#### Testo della pagina ####
Tema sulla Shoah: svolgimento del testo
La persecuzione degli ebrei da parte della Germania comincia ufficialmente nel 1935 con le leggi razziali dopo un’attenta opera oggi definiremmo “mediatica”, che attribuì a queste persone la colpa dell’infelicissima condizione economica in cui versava la Germania dopo aver perso la prima guerra mondiale.
Come spesso era accaduto in passato e come tuttora succede si cercò un capro espiatorio su cui riversare la rabbia del popolo tedesco che era passato dall’aspirare all’Impero a dover faticare per trovare un lavoro, capro che venne individuato nella popolazione ebraica, per tradizione colta e lavoratrice: cominciò così la fortuna di un piccolo ometto con i baffi che nel suo “Mein Kampf” (”La mia battaglia”) del 1925 auspicava alla nascita di un nuovo impero germanico, libero dall’ebreo che l’aveva corrotto e finalmente ariano.
Intorno alla figura dell’uomo e della donna ariani cominciarono a comparire una serie di miti (tra i quali quelli della saga normanna) che mostravano come questo tipo di persone fossero perfette: bellissime, “germanicamente” bionde con gli occhi chiari, risaltavano di fianco alla figura del “giudeo”, rappresentato in molte immagini propagandistiche del tempo come un uomo con il naso enorme, la gobba, capelli lunghi e unti e uno sguardo lascivo che sottintendeva una serie di turpi reati ai danni dell’ariana Germania. Dopo la famosa “notte dei cristalli” (siamo nel 1938 e Hitler è ormai salito al potere da cinque anni), chiamata così perché nottetempo furono fracassate tutte le vetrine degli esercizi commerciali ebraici così come le vetrate delle sinagoghe, la persecuzione verso la popolazione ebraica accelerò notevolmente.
E mentre la Germania entrava in guerra (invadendo la Polonia nel 1939) sul suolo tedesco comparvero i primi segni tangibili di segregazione: gli ebrei dovevano portare una stella gialla appuntata sui vestiti in modo che fosse visibile, non potevano prendere i mezzi in un determinato orario né entrare in tutti i negozi, dovevano sottostare a un coprifuoco severissimo, non potevano frequentare la scuola con gli altri o ricoprire incarichi negli uffici. Si arrivò perfino a far loro consegnare gli animali domestici. La popolazione ebraica veniva quindi sempre più rinchiusa in se stessa e per rendere ancora più chiara la politica di segregazione nelle città vennero creati dei ghetti (quello più famoso è quello di Varsavia) in cui, quando scattava il coprifuoco, venivano rinchiusi gli ebrei. E il peggio doveva ancora venire.
#### Righe di dati ####
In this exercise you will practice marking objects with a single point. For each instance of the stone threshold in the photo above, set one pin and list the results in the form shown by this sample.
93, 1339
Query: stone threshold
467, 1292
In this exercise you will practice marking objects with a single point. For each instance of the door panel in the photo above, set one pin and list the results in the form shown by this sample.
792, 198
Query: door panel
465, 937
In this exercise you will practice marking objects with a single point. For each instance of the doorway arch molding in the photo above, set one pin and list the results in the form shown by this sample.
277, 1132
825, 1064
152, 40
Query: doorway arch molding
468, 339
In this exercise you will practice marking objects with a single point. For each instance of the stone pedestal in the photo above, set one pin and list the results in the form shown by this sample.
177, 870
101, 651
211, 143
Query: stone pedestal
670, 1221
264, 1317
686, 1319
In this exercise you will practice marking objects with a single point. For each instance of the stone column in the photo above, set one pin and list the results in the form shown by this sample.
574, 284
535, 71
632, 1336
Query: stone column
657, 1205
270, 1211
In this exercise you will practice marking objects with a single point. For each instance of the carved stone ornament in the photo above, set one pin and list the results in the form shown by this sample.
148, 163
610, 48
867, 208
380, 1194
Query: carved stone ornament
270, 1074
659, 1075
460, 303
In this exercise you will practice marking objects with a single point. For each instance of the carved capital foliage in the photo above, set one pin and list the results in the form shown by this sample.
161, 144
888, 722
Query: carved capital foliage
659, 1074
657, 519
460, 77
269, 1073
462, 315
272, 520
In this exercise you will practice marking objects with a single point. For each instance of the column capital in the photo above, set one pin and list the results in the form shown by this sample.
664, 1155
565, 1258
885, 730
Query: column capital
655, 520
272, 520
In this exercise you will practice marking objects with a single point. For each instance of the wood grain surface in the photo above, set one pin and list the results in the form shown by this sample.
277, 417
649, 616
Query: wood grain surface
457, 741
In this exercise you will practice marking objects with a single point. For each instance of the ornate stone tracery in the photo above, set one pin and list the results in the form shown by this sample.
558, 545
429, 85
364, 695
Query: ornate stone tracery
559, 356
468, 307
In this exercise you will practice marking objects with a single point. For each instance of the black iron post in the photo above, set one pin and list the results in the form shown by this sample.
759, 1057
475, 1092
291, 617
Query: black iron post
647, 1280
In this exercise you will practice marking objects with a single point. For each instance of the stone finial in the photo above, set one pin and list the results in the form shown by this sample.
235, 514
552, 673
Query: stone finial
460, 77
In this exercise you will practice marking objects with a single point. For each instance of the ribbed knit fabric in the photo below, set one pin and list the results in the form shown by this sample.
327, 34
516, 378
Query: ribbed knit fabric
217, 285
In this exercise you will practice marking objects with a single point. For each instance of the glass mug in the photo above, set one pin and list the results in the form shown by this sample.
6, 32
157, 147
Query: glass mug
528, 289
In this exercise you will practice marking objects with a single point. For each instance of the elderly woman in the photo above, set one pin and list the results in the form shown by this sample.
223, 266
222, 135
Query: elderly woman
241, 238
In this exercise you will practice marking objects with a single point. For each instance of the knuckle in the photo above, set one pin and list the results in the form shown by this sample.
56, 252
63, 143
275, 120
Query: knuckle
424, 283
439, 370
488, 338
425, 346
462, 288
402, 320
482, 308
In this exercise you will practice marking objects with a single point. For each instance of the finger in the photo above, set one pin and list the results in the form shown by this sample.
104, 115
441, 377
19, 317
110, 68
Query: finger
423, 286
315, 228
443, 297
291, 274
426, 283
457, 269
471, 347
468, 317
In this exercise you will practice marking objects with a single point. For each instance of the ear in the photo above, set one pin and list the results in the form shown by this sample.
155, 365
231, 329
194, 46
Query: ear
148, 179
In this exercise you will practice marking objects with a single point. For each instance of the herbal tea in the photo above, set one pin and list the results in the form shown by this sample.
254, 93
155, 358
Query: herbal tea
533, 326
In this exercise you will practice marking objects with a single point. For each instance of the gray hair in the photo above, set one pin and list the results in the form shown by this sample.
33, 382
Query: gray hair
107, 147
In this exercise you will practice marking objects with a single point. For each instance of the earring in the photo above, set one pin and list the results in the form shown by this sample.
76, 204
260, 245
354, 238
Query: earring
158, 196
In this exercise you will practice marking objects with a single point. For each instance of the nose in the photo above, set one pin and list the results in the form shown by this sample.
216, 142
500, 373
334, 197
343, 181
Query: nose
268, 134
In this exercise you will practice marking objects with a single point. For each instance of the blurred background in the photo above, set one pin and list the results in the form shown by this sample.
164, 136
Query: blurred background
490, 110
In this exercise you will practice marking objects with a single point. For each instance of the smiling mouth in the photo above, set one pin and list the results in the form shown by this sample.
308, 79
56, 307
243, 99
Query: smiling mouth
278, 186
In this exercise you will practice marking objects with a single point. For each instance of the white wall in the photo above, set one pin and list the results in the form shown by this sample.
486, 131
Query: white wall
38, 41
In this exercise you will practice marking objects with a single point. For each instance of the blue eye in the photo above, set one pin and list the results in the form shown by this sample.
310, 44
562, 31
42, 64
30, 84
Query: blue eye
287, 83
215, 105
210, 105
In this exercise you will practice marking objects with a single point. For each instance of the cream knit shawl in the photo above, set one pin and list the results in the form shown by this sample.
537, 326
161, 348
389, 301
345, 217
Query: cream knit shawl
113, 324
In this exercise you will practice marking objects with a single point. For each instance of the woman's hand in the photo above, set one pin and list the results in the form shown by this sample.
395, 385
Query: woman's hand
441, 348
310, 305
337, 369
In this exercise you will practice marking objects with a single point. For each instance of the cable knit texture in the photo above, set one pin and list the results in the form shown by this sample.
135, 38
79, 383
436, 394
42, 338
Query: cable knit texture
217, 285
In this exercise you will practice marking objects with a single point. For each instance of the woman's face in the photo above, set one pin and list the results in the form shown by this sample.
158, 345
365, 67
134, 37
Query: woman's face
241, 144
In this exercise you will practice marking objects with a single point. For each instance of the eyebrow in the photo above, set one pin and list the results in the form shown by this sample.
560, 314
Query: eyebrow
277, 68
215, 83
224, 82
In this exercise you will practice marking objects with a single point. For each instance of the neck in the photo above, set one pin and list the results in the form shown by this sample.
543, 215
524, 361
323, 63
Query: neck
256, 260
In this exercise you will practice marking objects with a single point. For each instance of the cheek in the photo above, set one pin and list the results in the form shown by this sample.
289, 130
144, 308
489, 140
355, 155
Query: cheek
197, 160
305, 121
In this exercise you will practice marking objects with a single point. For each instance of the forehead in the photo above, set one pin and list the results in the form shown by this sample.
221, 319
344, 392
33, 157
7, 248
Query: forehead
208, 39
####
**Consegna**: Continua il tema sulla Shoah a partire dalla sua ultima frase.

**Soluzione esercizio**:
Quando pensiamo alla Shoah la prima immagine che ci viene in mente è quella del cancello di Auschwitz che recita “Arbeit macht frei” che vuol dire “il lavoro rende liberi”: pensare alla crudele ironia celata dietro a quell’insegna ci dà forse una misura del pensiero che portò alla nascita dei campi di sterminio. Mai prima di allora infatti era stata fatta una tale “industria” del massacro di un popolo, mai i princìpi della libera impresa erano stati applicati all’essere umano come se fosse un maiale di cui, com’è noto, non si butta via niente: se all’inizio venivano “salvati” gli individui che potevano lavorare (per gli altri, com’è noto, c’erano le docce a gas) con il procedere del tempo e l’avvicinarsi della fine della guerra il ritmo dell’assassinio metodico non fece che accelerare.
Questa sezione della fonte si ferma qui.